Direction:
Write out the data again exactly, skipping every picture.

--- Start Dataset records ---

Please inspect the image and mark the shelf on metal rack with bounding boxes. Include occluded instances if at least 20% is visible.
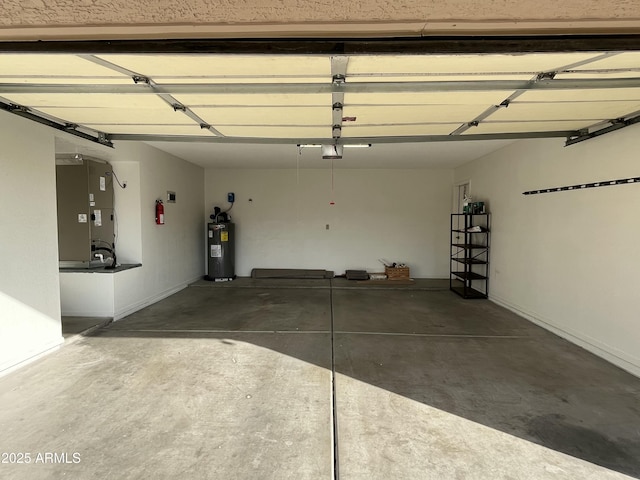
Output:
[451,287,487,298]
[451,243,489,250]
[451,257,487,265]
[451,272,487,280]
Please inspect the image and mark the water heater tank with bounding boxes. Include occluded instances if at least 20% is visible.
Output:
[206,223,236,282]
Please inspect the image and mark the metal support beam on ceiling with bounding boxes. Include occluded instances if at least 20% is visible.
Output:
[565,115,640,147]
[0,77,640,95]
[78,55,224,137]
[451,52,619,135]
[0,34,640,55]
[0,99,113,147]
[108,130,578,145]
[331,56,349,141]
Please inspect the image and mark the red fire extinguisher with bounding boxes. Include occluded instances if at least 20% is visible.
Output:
[156,200,164,225]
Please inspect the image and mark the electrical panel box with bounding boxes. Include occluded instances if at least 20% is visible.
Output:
[56,154,114,268]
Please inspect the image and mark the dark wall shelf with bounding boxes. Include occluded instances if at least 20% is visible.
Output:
[449,213,490,298]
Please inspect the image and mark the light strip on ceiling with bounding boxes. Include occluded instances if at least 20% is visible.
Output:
[297,143,372,148]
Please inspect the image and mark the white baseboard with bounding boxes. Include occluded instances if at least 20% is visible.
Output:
[489,295,640,377]
[0,337,64,377]
[113,275,202,322]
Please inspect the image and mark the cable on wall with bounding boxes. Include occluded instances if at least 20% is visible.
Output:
[522,177,640,195]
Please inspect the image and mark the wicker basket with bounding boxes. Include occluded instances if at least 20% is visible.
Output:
[384,267,411,280]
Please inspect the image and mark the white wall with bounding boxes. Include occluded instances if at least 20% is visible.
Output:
[57,140,205,320]
[456,126,640,375]
[0,112,62,373]
[205,167,453,278]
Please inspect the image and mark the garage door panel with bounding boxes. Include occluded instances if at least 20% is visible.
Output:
[342,123,460,138]
[344,105,490,124]
[490,102,640,122]
[99,54,331,78]
[173,93,331,108]
[193,106,331,126]
[39,107,194,125]
[347,53,598,75]
[463,120,594,135]
[5,93,171,110]
[518,88,640,103]
[86,123,214,137]
[344,90,513,106]
[216,125,331,139]
[0,54,131,78]
[573,52,640,71]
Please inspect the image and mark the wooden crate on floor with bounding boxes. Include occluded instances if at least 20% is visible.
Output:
[384,267,411,280]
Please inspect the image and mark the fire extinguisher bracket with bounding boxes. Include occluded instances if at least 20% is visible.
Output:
[156,199,164,225]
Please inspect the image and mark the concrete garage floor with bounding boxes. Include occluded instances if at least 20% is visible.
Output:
[0,279,640,480]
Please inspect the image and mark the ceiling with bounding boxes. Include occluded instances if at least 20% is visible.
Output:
[0,51,640,168]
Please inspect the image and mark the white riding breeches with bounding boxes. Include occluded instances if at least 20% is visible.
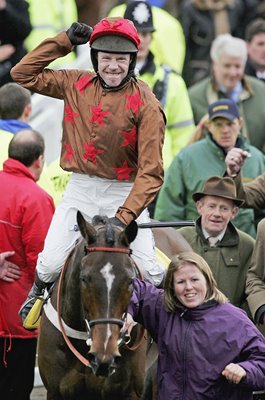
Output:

--- End Dataset records ---

Solution for this exercise:
Please inspect the image and mark the shelf on metal rack with bounding boxes. Include occluded instances if at least 20% is visible.
Output:
[451,287,487,298]
[451,243,489,250]
[451,257,487,265]
[451,272,487,280]
Please inspect the image and mark the water heater tank with bounding boxes. Include occluded instances if at least 20% is visible.
Output:
[206,223,236,282]
Please inspect the image and mark the metal support beam on ceiling with bounding boxes. Include occluded instances if at least 20% is visible.
Output:
[565,115,640,147]
[0,77,640,95]
[78,55,224,137]
[451,52,619,135]
[0,34,640,55]
[0,99,113,147]
[108,130,578,145]
[331,56,349,141]
Please inspect the image and mark the red fire extinguisher with bounding boxes. Include occluded instances if at least 20% is visible.
Output:
[156,200,164,225]
Please inspect the image and mark the electrical panel box with bounding boxes. Include occluded instances if at least 20% is visible.
Output:
[56,154,114,268]
Please inspect the image and mark the dark wall shelf with bounding boxes. Include occluded instances if at least 20% is visible.
Output:
[449,213,490,298]
Please inspect the image and mark the light strip on ceiling with bounding boxes. Include occluded instances if at least 20% is visible.
Output:
[297,143,372,148]
Please inspect the image and mark the white baseboard with bounding boxes. Include occluded instances if at least 20% is visible.
Output:
[489,295,640,377]
[0,337,64,377]
[113,275,202,322]
Please inspect the image and mark the cable on wall with bounding boxes. Include occluded instances if at least 20% is visible.
Output:
[522,177,640,195]
Please inspect the image and mark the wicker basket with bounding boxes. Include occluded instances if at least 20% is visible.
Output:
[384,267,411,280]
Please inspect the image and mark the white wall with bounding boxes. Include occluded instances if at least 20% is visible.
Output:
[57,140,205,320]
[456,126,640,375]
[0,112,62,373]
[205,167,453,278]
Please inspect the image and mark the garage door panel with bounding boxes. Include occluded instances if at least 20% is visible.
Output:
[342,123,460,138]
[344,105,490,124]
[490,102,640,122]
[99,54,331,78]
[173,93,331,108]
[193,106,331,126]
[39,107,194,125]
[347,53,598,75]
[463,120,594,135]
[5,93,171,110]
[518,88,640,103]
[86,123,214,137]
[344,90,513,106]
[216,125,331,139]
[0,54,131,78]
[573,52,640,71]
Please inspect the image and mark the wooden crate on floor with bounding boxes. Include occluded instances if at least 20% is visible.
Output:
[384,267,411,280]
Please inspect the image and mark the fire extinguisher bracket with bounding boxes. Include occluded instances if at least 20% is visible.
Output:
[156,199,164,225]
Please inspect the image and mark the concrete garage floor with bounding boxes. Include occluded instances if at least 20% is visible.
Output:
[0,279,640,480]
Please inspect the image and mark the ceiling with bounding boxes. Include occluded instances if at least 20% is visible.
Output:
[0,51,640,168]
Please inspect the image and mark the white riding breeches with bounding boxes. Include occluded instances if at least 20% is visible.
Output:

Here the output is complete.